## Documento
LITERATURA E INVISIBILIDADE SOCIAL
MODELO FAMERP
ID: G4U
Texto I
Fugindo de idealizações
românticas ou de exotismos regionalistas, as obras A Hora da Estrela, de
Clarice Lispector, e Vidas Secas, de Graciliano Ramos, expõem, duramente, a
situação de miséria e exploração dos migrantes nordestinos no Brasil – e a situação
que não muda; apenas se transforma com o tempo, tornando-se cada vez mais sutil
e cruel.
A família de retirantes
de Vidas Secas vivencia o drama da falta: de um lar, de um futuro, de uma
linguagem. A constante ameaça da seca lhes impõe uma vida nômade, sem
perspectivas, guiada pelo instinto de sobrevivência. No sertão, o inimigo é a
natureza; na cidade, o inimigo é o próprio homem. Em A Hora da Estrela,
Macabéa, alagoana que se muda já adulta com a tia para o Rio de Janeiro, causa
pena, repulsa e revolta nos outros personagens, no narrador e no leitor. Feia e
desajeitada, alimenta-se de cachorro-quente com Coca-Cola, por ser barato,
ganha menos que um salário mínimo e seus pequenos luxos consistem em pintar as
unhas de vermelho e ir ao cinema uma vez por mês. Sua condição é de completa penúria.

## Tarefas propostas
• a. No texto sobre literatura e invisibilidade social, em que consistem os pequenos luxos de Macabéa?
• b. Transforme em lista o parágrafo do texto sobre literatura e invisibilidade social que começa com "A família de retirantes", mantendo seus fatos principais.
• c. Por favor, retome o texto sobre literatura e invisibilidade social logo após a última frase apresentada.

## Material fornecido
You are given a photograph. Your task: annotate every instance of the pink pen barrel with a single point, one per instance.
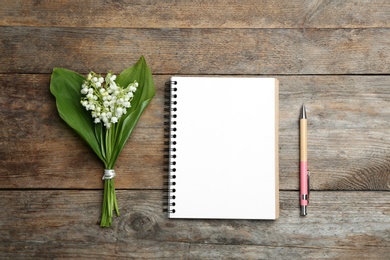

## Respostas em ordem
• a. Em pintar as unhas de vermelho e ir ao cinema uma vez por mês.

• b.
- Em Vidas Secas, a família de retirantes vive o drama da falta de um lar, de um futuro e de uma linguagem.
- A constante ameaça da seca lhe impõe uma vida nômade, sem perspectivas, guiada pelo instinto de sobrevivência.
- No sertão, o inimigo é a natureza; na cidade, é o próprio homem.
- Em A Hora da Estrela, Macabéa, alagoana que se muda já adulta com a tia para o Rio de Janeiro, causa pena, repulsa e revolta nos outros personagens, no narrador e no leitor.
- Feia e desajeitada, ela se alimenta de cachorro-quente com Coca-Cola, por ser barato, e ganha menos que um salário mínimo.
- Seus pequenos luxos são pintar as unhas de vermelho e ir ao cinema uma vez por mês; sua condição é de completa penúria.

• c.
Fabiano e Macabéa, nordestinos, “bichos da mesma espécie”, sofrem, de modos
distintos, a violência de uma existência invisível. E são conformados: não
contestam nada, por não saber como nem a quem e acham natural a exploração que
sofrem.
AYRES, Nicole. Disponível
em: https://homoliteratus.com/a-voz-dos-excluidos-na-literatura-vidas-secas-e-a-hora-da-estrela/#:~:text=Os%20dois%20narradores%20s%C3%A3o%20cultos,personagens%20%C3%A9%20a%20mesma%20que.
Fragmento, com adaptações.
Acesso em 27.ago.2021.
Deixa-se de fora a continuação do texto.